* Description of the task *
Copy the listing from the line that has "# test: point to the asparagus" through the line that has "[[130, 25], [464, 22]]", substituting "Label" for each "Target". Leave everything else in those lines unchanged.

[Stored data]

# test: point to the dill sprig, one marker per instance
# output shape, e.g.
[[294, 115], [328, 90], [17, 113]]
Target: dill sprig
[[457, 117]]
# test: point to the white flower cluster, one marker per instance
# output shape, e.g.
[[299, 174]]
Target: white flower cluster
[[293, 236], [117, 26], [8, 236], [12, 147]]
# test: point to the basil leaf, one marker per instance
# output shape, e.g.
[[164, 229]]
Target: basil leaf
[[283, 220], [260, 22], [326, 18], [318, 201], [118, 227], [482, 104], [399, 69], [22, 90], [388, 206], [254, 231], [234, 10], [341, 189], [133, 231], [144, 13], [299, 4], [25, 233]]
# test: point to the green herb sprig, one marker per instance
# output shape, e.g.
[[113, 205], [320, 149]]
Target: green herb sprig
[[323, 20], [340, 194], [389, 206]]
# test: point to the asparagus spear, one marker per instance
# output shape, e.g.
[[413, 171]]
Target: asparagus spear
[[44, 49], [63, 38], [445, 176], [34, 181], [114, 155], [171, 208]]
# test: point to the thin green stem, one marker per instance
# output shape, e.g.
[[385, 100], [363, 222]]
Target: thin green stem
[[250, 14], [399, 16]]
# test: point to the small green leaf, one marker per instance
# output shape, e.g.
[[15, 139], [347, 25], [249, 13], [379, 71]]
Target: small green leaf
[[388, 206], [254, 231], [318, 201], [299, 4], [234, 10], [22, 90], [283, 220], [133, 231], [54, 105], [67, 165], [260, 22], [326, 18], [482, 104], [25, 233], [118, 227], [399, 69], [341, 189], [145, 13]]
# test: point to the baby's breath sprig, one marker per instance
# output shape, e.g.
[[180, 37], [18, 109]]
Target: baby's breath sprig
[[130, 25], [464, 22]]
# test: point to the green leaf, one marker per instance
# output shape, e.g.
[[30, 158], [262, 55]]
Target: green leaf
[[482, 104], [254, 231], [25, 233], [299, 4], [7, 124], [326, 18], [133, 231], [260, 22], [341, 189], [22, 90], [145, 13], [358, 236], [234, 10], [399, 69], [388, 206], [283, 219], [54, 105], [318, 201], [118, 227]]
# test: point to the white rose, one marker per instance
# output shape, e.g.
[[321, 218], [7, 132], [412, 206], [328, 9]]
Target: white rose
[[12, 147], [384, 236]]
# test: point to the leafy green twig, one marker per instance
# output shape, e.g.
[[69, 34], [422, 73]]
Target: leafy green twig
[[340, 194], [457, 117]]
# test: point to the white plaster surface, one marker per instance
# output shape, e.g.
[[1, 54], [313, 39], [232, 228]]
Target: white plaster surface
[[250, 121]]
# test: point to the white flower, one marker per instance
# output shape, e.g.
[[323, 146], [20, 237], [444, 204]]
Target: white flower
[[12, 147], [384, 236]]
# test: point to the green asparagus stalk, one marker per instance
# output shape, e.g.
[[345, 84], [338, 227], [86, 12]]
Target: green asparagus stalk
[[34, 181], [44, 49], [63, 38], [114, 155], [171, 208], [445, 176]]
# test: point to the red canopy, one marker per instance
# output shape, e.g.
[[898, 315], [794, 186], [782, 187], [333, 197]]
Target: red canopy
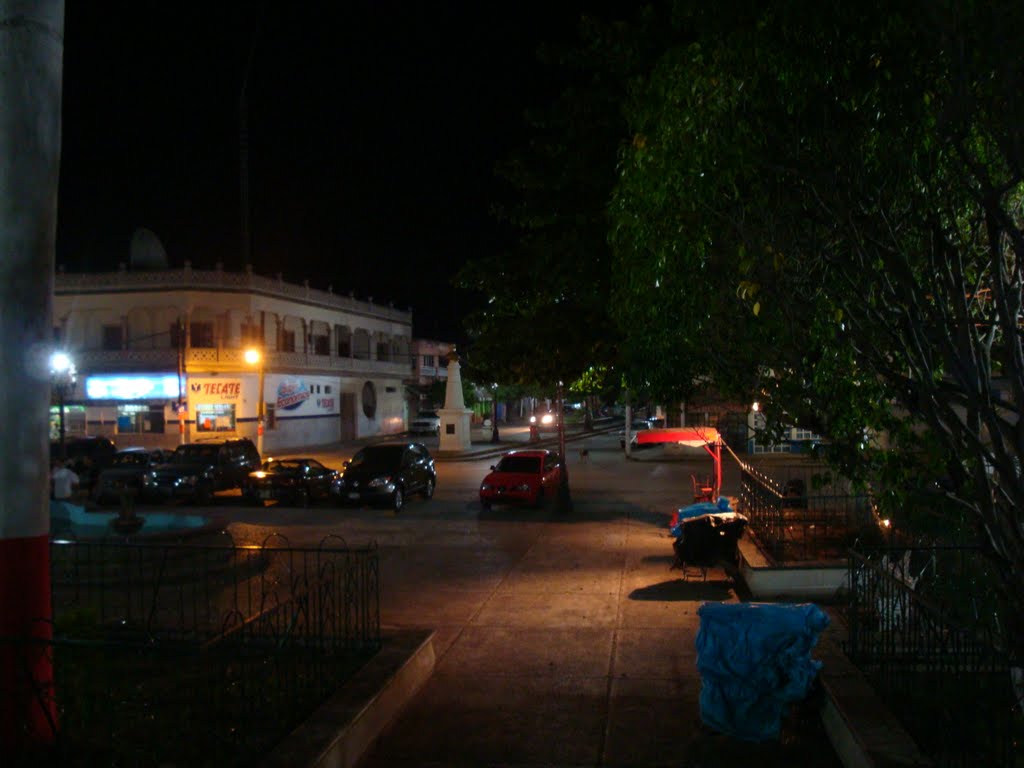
[[692, 436], [706, 437]]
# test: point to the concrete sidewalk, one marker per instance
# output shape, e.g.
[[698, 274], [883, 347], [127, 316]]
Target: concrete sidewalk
[[571, 647]]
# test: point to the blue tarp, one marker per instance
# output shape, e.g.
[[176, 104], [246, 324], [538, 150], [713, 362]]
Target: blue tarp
[[697, 510], [754, 660]]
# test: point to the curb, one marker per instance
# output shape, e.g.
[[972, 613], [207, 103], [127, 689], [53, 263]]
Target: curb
[[341, 731]]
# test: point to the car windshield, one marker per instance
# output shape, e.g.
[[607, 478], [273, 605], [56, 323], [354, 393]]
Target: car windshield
[[378, 456], [278, 465], [134, 459], [194, 453], [519, 464]]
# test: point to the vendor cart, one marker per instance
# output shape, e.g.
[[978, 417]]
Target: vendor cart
[[705, 488]]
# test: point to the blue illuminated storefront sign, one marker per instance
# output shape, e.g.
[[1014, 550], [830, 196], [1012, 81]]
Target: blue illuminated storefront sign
[[136, 387]]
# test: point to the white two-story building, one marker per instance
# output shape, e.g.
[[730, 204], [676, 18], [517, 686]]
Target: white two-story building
[[161, 356]]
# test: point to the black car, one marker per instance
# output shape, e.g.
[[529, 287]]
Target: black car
[[125, 473], [295, 480], [384, 474], [197, 470], [86, 457]]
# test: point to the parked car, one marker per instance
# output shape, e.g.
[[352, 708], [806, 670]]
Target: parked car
[[384, 474], [87, 457], [544, 419], [426, 422], [637, 425], [125, 473], [297, 481], [197, 470], [521, 477]]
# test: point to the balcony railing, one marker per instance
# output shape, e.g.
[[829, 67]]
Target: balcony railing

* Expected output *
# test: point to the asparagus spear, one marker per instance
# output shape, e.g.
[[413, 171]]
Label: asparagus spear
[[44, 49], [63, 38], [445, 176], [34, 181], [114, 155], [171, 208]]
# test: point to the thin green stem, one marker per instance
# output shape, e.g.
[[385, 100], [363, 222]]
Label: thin green stem
[[250, 14], [399, 16]]
# test: point to the small green leaf, one marker per instance
# output shape, e.g.
[[15, 139], [347, 25], [249, 13], [379, 71]]
Label: small green leaf
[[388, 206], [254, 231], [318, 201], [299, 4], [234, 10], [22, 90], [283, 220], [133, 231], [54, 105], [67, 165], [260, 22], [326, 18], [482, 104], [25, 233], [118, 227], [399, 69], [341, 189], [145, 13]]
# test: point to the baby's breath sprig, one marker per instance
# output shape, e.g.
[[180, 37], [18, 109]]
Label: baby's breath sprig
[[130, 25], [464, 22]]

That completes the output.